### [ITEMS]

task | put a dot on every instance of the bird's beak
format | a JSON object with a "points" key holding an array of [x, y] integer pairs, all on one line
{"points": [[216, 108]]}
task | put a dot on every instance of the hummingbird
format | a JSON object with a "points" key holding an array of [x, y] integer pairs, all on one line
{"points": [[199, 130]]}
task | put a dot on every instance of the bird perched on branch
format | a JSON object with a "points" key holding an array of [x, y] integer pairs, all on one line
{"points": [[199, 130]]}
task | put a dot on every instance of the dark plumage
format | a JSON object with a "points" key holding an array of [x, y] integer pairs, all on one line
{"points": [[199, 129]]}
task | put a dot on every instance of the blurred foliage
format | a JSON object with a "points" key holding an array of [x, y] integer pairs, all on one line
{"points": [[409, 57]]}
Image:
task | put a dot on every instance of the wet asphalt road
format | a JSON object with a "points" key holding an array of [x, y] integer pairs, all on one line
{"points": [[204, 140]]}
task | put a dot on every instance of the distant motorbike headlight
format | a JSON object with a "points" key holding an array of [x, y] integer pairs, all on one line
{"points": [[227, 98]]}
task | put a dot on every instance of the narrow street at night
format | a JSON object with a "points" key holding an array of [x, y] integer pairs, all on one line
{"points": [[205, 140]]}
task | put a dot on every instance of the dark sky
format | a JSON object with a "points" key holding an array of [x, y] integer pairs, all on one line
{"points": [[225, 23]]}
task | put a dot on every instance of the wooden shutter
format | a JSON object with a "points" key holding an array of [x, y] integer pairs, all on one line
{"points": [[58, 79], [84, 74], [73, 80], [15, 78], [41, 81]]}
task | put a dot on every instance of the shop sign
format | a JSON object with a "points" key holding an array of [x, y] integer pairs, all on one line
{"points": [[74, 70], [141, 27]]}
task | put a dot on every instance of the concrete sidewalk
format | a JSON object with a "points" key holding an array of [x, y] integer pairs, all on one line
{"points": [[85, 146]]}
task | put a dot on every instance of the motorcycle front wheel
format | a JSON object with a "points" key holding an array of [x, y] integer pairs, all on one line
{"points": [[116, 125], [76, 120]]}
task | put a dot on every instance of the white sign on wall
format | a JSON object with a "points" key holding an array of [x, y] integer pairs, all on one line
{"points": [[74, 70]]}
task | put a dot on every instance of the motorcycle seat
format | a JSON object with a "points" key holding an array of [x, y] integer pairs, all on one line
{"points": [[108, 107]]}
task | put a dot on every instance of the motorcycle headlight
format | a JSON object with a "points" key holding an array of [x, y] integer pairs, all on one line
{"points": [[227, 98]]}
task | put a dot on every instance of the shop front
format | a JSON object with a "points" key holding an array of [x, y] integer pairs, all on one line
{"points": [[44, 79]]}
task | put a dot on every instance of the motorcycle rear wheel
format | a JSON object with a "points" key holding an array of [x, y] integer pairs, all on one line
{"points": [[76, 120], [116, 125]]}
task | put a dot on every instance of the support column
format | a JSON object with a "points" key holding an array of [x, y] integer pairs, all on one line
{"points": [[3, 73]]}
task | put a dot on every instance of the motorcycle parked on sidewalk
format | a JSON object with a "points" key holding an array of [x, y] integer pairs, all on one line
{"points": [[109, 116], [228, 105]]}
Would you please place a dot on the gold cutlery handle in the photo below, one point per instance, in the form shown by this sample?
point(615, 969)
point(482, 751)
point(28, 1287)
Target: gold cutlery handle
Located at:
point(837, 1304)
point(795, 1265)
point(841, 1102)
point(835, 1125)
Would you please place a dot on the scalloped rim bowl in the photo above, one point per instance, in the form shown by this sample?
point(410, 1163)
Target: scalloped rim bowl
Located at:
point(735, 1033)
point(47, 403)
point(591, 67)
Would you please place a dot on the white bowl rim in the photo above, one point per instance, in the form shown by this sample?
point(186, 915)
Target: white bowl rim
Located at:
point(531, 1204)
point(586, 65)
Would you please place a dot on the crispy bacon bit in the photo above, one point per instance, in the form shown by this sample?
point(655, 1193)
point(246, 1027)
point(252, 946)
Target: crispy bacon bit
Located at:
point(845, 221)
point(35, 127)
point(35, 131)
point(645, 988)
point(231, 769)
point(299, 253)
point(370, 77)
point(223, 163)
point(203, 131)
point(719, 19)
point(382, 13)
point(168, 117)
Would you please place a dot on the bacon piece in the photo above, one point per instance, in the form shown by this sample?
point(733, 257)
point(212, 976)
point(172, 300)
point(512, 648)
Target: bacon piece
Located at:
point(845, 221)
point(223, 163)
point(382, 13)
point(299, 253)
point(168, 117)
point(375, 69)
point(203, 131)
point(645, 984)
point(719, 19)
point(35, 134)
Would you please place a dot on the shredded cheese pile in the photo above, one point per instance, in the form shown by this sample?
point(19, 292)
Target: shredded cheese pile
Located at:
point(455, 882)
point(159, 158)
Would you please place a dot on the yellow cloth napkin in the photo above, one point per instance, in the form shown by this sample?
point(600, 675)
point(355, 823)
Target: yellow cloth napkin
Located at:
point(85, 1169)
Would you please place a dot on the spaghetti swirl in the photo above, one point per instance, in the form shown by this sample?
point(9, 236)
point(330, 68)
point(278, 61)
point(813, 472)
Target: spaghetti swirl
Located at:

### [EXERCISE GOAL]
Rewrite every line from the line with "Would you please place a dot on the shredded" up to and including the last line of the records, requests included. Raise each point coordinate in the answers by 68, and leave the coordinates in the requests and their format samples as they are.

### [ANSWER TO THE TASK]
Would you please place a dot on the shredded cheese pile in the photo above, one point per instance, in the form shown by this sample?
point(19, 292)
Target: shredded cheese pile
Located at:
point(523, 950)
point(227, 226)
Would you please place a dot on the yellow cloth napkin in the photo above, one point per instance, in the form shown by this sample?
point(600, 675)
point(355, 823)
Target: yellow cloth napkin
Located at:
point(153, 1237)
Would you please place a dot on the spaghetti swirl in the photo above, one point per instance, in the form shown by this sample?
point(9, 236)
point(330, 68)
point(278, 61)
point(813, 472)
Target: spaghetti swirl
Located at:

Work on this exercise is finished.